Письменное задание:
Воспроизведите весь приведенный ниже материал слово в слово, опустив изображения.

Материал:
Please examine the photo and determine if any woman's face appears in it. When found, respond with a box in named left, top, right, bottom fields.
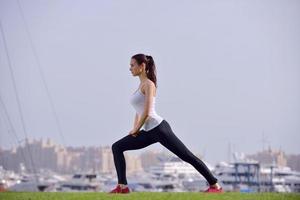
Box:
left=129, top=58, right=143, bottom=76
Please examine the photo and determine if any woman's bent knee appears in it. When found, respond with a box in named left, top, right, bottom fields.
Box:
left=111, top=142, right=120, bottom=153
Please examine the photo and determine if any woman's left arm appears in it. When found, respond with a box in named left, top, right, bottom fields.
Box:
left=131, top=82, right=155, bottom=134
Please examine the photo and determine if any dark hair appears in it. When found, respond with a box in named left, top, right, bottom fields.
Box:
left=131, top=54, right=157, bottom=87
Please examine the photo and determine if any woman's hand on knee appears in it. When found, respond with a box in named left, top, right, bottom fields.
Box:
left=129, top=129, right=139, bottom=137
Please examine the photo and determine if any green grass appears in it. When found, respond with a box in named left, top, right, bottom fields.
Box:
left=0, top=192, right=300, bottom=200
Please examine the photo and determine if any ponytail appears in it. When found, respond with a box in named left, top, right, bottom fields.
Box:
left=131, top=54, right=157, bottom=87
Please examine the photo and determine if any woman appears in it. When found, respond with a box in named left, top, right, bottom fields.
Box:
left=110, top=54, right=223, bottom=193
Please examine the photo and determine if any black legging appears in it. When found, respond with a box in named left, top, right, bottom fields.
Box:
left=112, top=120, right=217, bottom=185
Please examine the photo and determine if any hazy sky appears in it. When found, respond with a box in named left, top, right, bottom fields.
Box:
left=0, top=0, right=300, bottom=164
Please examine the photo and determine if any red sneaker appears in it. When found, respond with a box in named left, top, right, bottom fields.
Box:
left=109, top=185, right=130, bottom=194
left=204, top=186, right=224, bottom=193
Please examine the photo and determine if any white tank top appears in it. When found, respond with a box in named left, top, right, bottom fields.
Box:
left=130, top=89, right=163, bottom=131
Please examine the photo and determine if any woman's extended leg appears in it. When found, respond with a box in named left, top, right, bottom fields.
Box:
left=158, top=121, right=217, bottom=185
left=112, top=130, right=157, bottom=185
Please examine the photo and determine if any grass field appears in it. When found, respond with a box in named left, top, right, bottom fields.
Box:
left=0, top=192, right=300, bottom=200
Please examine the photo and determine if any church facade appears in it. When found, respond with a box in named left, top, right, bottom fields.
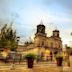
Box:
left=18, top=23, right=62, bottom=60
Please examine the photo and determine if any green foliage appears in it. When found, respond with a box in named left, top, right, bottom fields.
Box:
left=0, top=24, right=17, bottom=51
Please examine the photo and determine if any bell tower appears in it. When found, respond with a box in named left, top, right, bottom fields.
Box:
left=53, top=29, right=59, bottom=37
left=34, top=21, right=46, bottom=47
left=35, top=21, right=46, bottom=37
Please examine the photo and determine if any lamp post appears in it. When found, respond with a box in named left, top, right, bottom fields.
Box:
left=11, top=37, right=20, bottom=70
left=17, top=37, right=20, bottom=63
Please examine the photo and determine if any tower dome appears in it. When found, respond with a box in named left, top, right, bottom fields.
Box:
left=53, top=29, right=59, bottom=37
left=37, top=20, right=45, bottom=33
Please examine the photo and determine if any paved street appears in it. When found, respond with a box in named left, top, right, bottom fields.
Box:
left=0, top=62, right=72, bottom=72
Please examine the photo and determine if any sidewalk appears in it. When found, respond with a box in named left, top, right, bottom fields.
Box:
left=0, top=62, right=72, bottom=72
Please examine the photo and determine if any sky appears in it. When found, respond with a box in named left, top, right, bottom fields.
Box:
left=0, top=0, right=72, bottom=44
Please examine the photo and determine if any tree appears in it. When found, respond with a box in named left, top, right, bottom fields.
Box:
left=0, top=24, right=18, bottom=51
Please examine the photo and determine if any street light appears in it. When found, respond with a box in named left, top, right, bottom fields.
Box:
left=11, top=37, right=20, bottom=70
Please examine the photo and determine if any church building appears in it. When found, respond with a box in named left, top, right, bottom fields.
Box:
left=18, top=22, right=62, bottom=60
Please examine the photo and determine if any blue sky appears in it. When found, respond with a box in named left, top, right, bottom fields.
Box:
left=0, top=0, right=72, bottom=44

Выполненное задание:
Please examine the photo and determine if any woman's face appears in it. When found, respond with a box in named left, top, right, bottom fields.
Box:
left=129, top=58, right=143, bottom=76
Please examine the photo and determine if any woman's bent knee appears in it. When found, respond with a box in named left, top, right, bottom fields.
Box:
left=111, top=142, right=120, bottom=153
Please examine the photo and determine if any woman's left arm appears in it. When found, respond with a box in named left, top, right, bottom fields.
Box:
left=131, top=82, right=155, bottom=134
Please examine the photo and determine if any dark hair appears in it. When found, respond with a box in named left, top, right, bottom fields.
Box:
left=131, top=54, right=157, bottom=87
Please examine the photo and determine if any woman's hand on knee appears in it. When found, respond with a box in named left, top, right, bottom fields.
Box:
left=129, top=129, right=139, bottom=137
Please examine the photo and determine if any green grass appears in it. When found, respond with a box in named left, top, right, bottom fields.
Box:
left=0, top=192, right=300, bottom=200
Please examine the photo and determine if any ponytail appears in it. When found, respond with a box in named left, top, right, bottom fields.
Box:
left=131, top=54, right=157, bottom=87
Please examine the photo and determine if any woman appears in it. When found, respond with a box in named left, top, right, bottom fields.
Box:
left=110, top=54, right=223, bottom=193
Please examine the photo and determine if any black legging appears in it. When found, respond with a box in named left, top, right, bottom fields.
Box:
left=112, top=120, right=217, bottom=185
Please examine the photo and determine if any hazy sky appears in it. When found, respond with a box in named left, top, right, bottom fields.
Box:
left=0, top=0, right=300, bottom=164
Please examine the photo and determine if any red sneaker appears in it. When found, respond with a box in named left, top, right, bottom fields.
Box:
left=109, top=185, right=130, bottom=194
left=204, top=186, right=224, bottom=193
Please examine the photo and determine if any white tank top appears in it. When found, respond with a box in named left, top, right, bottom fields.
Box:
left=130, top=89, right=163, bottom=131
Please examine the photo and determine if any woman's extended leg appears in it. When found, respond with a box in named left, top, right, bottom fields.
Box:
left=158, top=121, right=217, bottom=185
left=112, top=130, right=157, bottom=185
Please examine the photo and determine if any grass field appears in it. When found, respond with a box in named left, top, right, bottom fields.
Box:
left=0, top=192, right=300, bottom=200
Please examine the photo and determine if any church facade appears in it. When found, respond with a box in named left, top, right, bottom fields.
Box:
left=18, top=23, right=62, bottom=60
Please examine the photo and determine if any green foliage appears in it. When found, respond with a box in named left, top, right, bottom fields.
Box:
left=0, top=24, right=17, bottom=51
Please examine the photo and determine if any bell tower appears in it. When found, respond with a box in named left, top, right, bottom fields.
Box:
left=53, top=29, right=59, bottom=37
left=34, top=21, right=46, bottom=47
left=35, top=21, right=46, bottom=37
Please examine the photo and determine if any lamp post appears in it. When found, respond with a box in named left, top, right, bottom fields.
Box:
left=11, top=37, right=20, bottom=70
left=17, top=37, right=20, bottom=63
Please examine the photo and determine if any tower dome appears in it. When found, respond with a box in named left, top, right, bottom fields.
Box:
left=53, top=29, right=59, bottom=37
left=37, top=20, right=45, bottom=33
Please examine the photo and determine if any paved street appears in it. When found, respond with a box in named left, top, right, bottom fields.
Box:
left=0, top=62, right=72, bottom=72
Please examine the photo and determine if any sidewalk appears in it. When found, respond with a box in named left, top, right, bottom fields.
Box:
left=0, top=62, right=72, bottom=72
Please examine the photo and determine if any sky appears in it. When found, respond with a box in named left, top, right, bottom fields.
Box:
left=0, top=0, right=72, bottom=44
Please examine the photo and determine if any tree appears in it. When found, respond with a box in named left, top, right, bottom fields.
Box:
left=0, top=24, right=18, bottom=51
Please examine the photo and determine if any street light appears in it. When found, respond with a box in named left, top, right, bottom fields.
Box:
left=11, top=37, right=20, bottom=70
Please examine the photo and determine if any church building appears in it. When found, respond with a box in named left, top, right, bottom fields.
Box:
left=18, top=22, right=62, bottom=60
Please examine the photo and determine if any blue sky appears in it. When found, respond with a box in named left, top, right, bottom fields.
Box:
left=0, top=0, right=72, bottom=44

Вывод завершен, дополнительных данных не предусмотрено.